++++ MATERIAL FOR THE TASK ++++
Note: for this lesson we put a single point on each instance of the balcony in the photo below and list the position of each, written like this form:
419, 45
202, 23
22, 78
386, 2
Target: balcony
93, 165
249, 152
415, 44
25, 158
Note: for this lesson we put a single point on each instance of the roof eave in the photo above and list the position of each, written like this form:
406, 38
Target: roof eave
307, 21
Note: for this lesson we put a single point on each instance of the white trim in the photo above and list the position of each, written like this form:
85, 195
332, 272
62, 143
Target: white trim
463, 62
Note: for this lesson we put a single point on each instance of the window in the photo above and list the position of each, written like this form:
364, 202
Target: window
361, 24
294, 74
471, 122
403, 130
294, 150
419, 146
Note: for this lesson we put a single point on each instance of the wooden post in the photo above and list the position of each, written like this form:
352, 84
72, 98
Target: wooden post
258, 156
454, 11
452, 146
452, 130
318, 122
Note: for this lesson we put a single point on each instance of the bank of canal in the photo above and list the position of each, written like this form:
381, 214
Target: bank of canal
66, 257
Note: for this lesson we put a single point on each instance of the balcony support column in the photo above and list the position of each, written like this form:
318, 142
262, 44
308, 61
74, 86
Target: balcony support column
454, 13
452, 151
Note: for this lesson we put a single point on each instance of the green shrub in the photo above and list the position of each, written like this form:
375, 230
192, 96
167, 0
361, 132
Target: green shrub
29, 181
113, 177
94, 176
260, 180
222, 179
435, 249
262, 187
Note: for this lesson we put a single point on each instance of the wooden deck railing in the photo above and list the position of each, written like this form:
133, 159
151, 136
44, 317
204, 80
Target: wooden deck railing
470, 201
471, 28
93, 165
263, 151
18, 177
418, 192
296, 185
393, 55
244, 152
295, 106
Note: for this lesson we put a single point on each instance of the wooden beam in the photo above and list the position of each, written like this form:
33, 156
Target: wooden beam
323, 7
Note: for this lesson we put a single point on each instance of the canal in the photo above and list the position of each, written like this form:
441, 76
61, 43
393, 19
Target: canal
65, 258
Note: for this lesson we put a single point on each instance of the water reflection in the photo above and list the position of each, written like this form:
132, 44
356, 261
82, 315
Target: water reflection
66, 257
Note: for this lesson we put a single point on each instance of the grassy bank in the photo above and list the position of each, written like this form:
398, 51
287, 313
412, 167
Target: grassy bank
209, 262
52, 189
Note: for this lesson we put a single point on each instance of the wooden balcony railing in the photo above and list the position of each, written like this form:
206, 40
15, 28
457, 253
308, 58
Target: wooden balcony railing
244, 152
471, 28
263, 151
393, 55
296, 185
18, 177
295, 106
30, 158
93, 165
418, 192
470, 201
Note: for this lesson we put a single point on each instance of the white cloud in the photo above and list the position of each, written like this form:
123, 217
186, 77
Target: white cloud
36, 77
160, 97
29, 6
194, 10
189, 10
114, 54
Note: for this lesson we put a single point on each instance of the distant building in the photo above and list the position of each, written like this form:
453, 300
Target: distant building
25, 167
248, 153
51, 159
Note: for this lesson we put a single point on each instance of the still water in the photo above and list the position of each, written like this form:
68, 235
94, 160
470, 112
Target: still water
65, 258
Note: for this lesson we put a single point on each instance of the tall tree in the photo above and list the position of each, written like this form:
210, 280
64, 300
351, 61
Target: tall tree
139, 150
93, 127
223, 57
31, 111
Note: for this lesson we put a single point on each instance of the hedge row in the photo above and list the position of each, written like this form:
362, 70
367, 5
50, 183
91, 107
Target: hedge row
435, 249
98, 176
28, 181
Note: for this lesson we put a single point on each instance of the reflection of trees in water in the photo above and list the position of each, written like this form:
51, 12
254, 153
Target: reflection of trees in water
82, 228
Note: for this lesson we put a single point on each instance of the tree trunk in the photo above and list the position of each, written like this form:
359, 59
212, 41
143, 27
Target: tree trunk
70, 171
++++
● **EXERCISE GOAL**
For this exercise, restate every record word for word.

● **EXPECTED ANSWER**
Note: for this lesson we put a single point on each instance of the balcony in the photo below and list the position of each, written like this form:
419, 45
202, 23
22, 78
386, 2
Target: balcony
93, 165
249, 152
415, 44
25, 158
Note: for this lesson we put a single point on each instance of the roof eave in the photo above and list the position of each, written like this form:
406, 38
Target: roof eave
307, 21
Note: for this lesson we put a single point on each instance of the white trim in the photo above and list the position of each, written like this form:
85, 195
332, 272
62, 143
Target: white trim
463, 62
Note: for this lesson we put a single point on each instance of the window in the photo above and list the position of each, written like this form:
364, 202
Target: window
361, 24
294, 74
471, 122
403, 130
294, 150
419, 146
Note: for this lesson we put a single point on each instance of the wooden post in the photo above and list the position of each, written like this form:
352, 84
72, 98
Target: wooden post
258, 156
454, 11
452, 146
452, 130
318, 122
Note: for this lesson we put a single point on each instance of the bank of canal in the photo above and list the position of each, written like this form:
381, 214
Target: bank of canal
66, 257
Note: for this lesson we put a single point on each instance of the balcony support column in the photo above and list the position of each, written like this form:
318, 142
262, 44
308, 61
74, 86
Target: balcony support column
454, 13
452, 151
Note: for this lesson we put a single point on each instance of the green shrub in the photo above and list the position of each, written like this form:
375, 230
192, 96
167, 0
361, 132
Target: green shrub
29, 181
113, 177
94, 176
260, 180
222, 179
435, 249
262, 187
Note: for this lesson we put a single point on each instance of the wooden deck railing in the photo above and list the position of each, written like this form:
133, 159
151, 136
44, 317
204, 80
Target: wooden deck railing
470, 201
471, 28
93, 165
263, 151
18, 177
418, 192
296, 185
393, 55
244, 152
295, 106
Note: for this lesson we put a single point on each instance of the wooden beam in the photo above and list the position of each, written like this form:
33, 156
Target: wooden beam
323, 7
Note: for this lesson we put a single point on each instance of the canal in the photo above and list the position of each, written like this form:
441, 76
61, 43
393, 19
Target: canal
65, 258
Note: for this lesson we put a single point on each instance of the water reflection in the photo above and list the position of each, written like this form:
132, 44
356, 261
82, 315
Target: water reflection
66, 257
Note: for this lesson we put a single point on each instance of the grassy bank in the photo above and list the position of each, written like this form:
398, 51
287, 313
412, 167
Target: grassy bank
209, 262
52, 189
Note: for this lesson we put a single point on each instance of the wooden balcony railing in the photo above and list the position of each, written like this form:
206, 40
15, 28
457, 253
308, 58
Target: wooden balcony railing
244, 152
471, 28
263, 151
393, 55
296, 185
18, 177
295, 106
30, 158
93, 165
418, 192
470, 201
Note: for this lesson we put a single point on each instance of the white cloud in the photo above and list the position of each, written like this form:
123, 217
186, 77
Target: white cloud
36, 77
160, 97
29, 6
194, 10
189, 10
114, 54
Note: for this lesson we put a single point on each instance of the distant building in the photo above and list the position of each, written like this form:
453, 300
Target: distant building
25, 167
248, 153
51, 159
Note: for this lesson we put a single point on each instance of the still water in the photo above and list the position of each, written like this form:
68, 235
94, 160
470, 112
Target: still water
65, 258
Note: for this lesson we put a single point on each instance of the tall tree in the photo above and list the position of each, written like this form:
210, 280
64, 300
351, 61
Target: tall tree
139, 150
93, 127
223, 57
31, 111
Note: for this lesson we put a single point on each instance of the hedge row in the photo above and list the position of each, written like this form:
362, 70
367, 5
50, 183
91, 107
Target: hedge row
435, 249
98, 176
28, 181
Note: for this lesson we put a single point on each instance of the reflection of trees in water in the photo above and list the position of each, written like this form:
51, 12
254, 153
Target: reflection of trees in water
82, 228
Note: for this lesson we put a single point on each instance of the tree trunk in the photo above and list the position of each, written like this form:
359, 59
212, 41
143, 27
Target: tree trunk
70, 171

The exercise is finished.